* WRITTEN PROBLEM
Reproduce every one of the following lines without any changes.

**** DATA SHOWN ****

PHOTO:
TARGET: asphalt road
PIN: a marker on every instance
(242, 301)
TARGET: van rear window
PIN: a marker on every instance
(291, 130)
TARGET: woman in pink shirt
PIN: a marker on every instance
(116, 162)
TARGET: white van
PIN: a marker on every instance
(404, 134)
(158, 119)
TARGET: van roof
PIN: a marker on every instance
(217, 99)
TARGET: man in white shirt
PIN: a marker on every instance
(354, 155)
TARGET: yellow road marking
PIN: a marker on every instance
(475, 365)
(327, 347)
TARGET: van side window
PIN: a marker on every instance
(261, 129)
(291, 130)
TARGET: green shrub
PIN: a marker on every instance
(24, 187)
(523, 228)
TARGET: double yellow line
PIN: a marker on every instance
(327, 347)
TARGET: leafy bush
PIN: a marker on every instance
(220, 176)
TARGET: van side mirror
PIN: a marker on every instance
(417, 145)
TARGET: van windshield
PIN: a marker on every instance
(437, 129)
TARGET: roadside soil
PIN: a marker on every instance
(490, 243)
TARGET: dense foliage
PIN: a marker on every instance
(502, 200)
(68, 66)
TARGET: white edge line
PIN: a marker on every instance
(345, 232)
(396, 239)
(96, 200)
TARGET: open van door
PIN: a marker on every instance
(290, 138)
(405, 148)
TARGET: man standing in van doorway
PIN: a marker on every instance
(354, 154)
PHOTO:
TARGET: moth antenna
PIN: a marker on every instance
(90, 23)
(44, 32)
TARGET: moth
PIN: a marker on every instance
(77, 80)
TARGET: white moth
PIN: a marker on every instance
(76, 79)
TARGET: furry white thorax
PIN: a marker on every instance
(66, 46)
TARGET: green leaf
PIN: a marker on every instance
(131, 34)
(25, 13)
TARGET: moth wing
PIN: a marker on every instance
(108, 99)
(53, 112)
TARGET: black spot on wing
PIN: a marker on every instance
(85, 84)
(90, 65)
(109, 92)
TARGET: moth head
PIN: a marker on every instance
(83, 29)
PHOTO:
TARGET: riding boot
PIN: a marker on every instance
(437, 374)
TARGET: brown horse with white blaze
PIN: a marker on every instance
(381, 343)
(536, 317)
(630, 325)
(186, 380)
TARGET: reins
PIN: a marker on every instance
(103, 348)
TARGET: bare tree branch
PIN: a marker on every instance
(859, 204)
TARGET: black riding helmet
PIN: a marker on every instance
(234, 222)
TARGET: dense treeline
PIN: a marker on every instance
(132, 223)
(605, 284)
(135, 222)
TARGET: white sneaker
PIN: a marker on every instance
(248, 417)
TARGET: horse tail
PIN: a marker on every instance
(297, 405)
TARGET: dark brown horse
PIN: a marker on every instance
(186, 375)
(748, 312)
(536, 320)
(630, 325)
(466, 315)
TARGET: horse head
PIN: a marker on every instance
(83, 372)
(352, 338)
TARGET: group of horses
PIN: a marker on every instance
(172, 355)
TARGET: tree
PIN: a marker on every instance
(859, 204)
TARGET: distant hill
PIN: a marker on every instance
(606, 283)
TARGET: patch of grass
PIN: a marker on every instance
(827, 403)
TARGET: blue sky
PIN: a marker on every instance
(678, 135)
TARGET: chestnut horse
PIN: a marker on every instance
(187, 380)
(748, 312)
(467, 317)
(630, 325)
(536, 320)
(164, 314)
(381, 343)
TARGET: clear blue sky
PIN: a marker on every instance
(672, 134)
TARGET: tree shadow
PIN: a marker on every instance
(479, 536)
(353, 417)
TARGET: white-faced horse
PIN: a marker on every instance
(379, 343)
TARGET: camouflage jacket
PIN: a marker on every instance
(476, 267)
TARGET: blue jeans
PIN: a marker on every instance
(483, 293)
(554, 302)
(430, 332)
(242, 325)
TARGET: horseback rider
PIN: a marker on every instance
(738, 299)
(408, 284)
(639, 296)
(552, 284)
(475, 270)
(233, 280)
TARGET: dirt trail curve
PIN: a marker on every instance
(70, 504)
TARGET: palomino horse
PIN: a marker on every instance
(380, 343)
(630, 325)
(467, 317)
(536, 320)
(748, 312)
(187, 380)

****

* TASK ANSWER
PHOTO:
TARGET: asphalt road
PIN: a marker on every instance
(242, 301)
TARGET: van rear window
PIN: a marker on every instance
(291, 130)
TARGET: woman in pink shirt
PIN: a marker on every instance
(116, 162)
TARGET: white van
PIN: a marker on every instance
(404, 134)
(158, 119)
TARGET: van roof
PIN: a marker on every instance
(217, 99)
TARGET: man in white shirt
PIN: a marker on every instance
(354, 155)
TARGET: yellow road marking
PIN: a marker on every instance
(475, 365)
(327, 347)
TARGET: van side window
PIN: a marker on every instance
(261, 129)
(291, 130)
TARGET: green shrub
PIN: a marker on every instance
(24, 187)
(523, 228)
TARGET: double yellow line
PIN: a marker on every instance
(327, 347)
TARGET: leafy bush
PIN: a marker on every instance
(220, 176)
TARGET: van side mirror
PIN: a marker on every instance
(417, 145)
TARGET: van windshield
PIN: a marker on every instance
(437, 129)
TARGET: roadside soil
PIN: a marker on every instance
(490, 243)
TARGET: dense foliage
PIN: a marker on every instance
(502, 200)
(68, 66)
TARGET: white edge line
PIN: a marker on every instance
(345, 232)
(396, 239)
(96, 200)
TARGET: open van door
PIN: a marker on every instance
(290, 138)
(405, 148)
TARGET: man standing in van doorway
PIN: a marker on every instance
(354, 154)
PHOTO:
TARGET: moth antenna
PIN: a marker on every instance
(90, 23)
(44, 32)
TARGET: moth
PIN: a marker on every instance
(77, 80)
TARGET: white moth
PIN: a marker on every instance
(76, 79)
TARGET: furry white thorax
PIN: a marker on every instance
(66, 46)
TARGET: green leaf
PIN: a marker on every instance
(131, 34)
(25, 13)
TARGET: moth wing
PIN: a marker on every instance
(108, 99)
(53, 112)
TARGET: black spot on wing
PIN: a marker on every instance
(85, 84)
(90, 65)
(109, 92)
TARGET: moth head
PIN: a marker on every instance
(83, 29)
PHOTO:
TARGET: riding boot
PIN: a marker on every instance
(437, 374)
TARGET: brown horse with white blaze
PIN: a marker on every instance
(381, 343)
(536, 317)
(630, 325)
(186, 380)
TARGET: reins
PIN: a marker on every instance
(103, 348)
TARGET: bare tree branch
PIN: a marker on every instance
(859, 204)
TARGET: black riding helmet
PIN: a marker on every instance
(234, 222)
TARGET: dense treeline
PIN: a marker on every instance
(132, 223)
(605, 284)
(135, 222)
TARGET: white sneaker
PIN: a marker on every instance
(248, 417)
TARGET: horse tail
PIN: a marker on every instance
(297, 405)
TARGET: dark brown horse
PIN: a marker on every instance
(186, 375)
(748, 312)
(536, 320)
(630, 325)
(466, 315)
TARGET: horse head
PIN: a marker on every instance
(83, 372)
(352, 338)
TARGET: group of horses
PIN: a marker on every instance
(172, 355)
TARGET: tree
PIN: a marker on every instance
(859, 204)
TARGET: distant hill
PIN: a marker on every instance
(606, 283)
TARGET: patch of grass
PIN: a marker on every instance
(827, 403)
TARGET: blue sky
PIN: a marker on every instance
(678, 135)
TARGET: chestnut horse
PIN: a marker on every instance
(187, 380)
(748, 312)
(467, 317)
(630, 325)
(536, 320)
(164, 314)
(381, 343)
TARGET: clear blue sky
PIN: a marker on every instance
(672, 134)
TARGET: tree shadow
PIN: a marker on every instance
(479, 536)
(353, 417)
TARGET: white-faced horse
PIN: a marker on every instance
(379, 343)
TARGET: camouflage jacket
PIN: a marker on every instance
(476, 267)
TARGET: blue jeans
PIN: a marker on every instance
(483, 293)
(554, 302)
(430, 332)
(242, 325)
TARGET: horseback rider
PIN: a marker on every instance
(738, 299)
(408, 284)
(639, 296)
(552, 284)
(475, 270)
(233, 280)
TARGET: dirt trail curve
PIN: a marker on every instance
(70, 504)
TARGET: palomino horse
PIN: a marker on every instance
(380, 343)
(630, 325)
(467, 317)
(536, 320)
(748, 312)
(187, 380)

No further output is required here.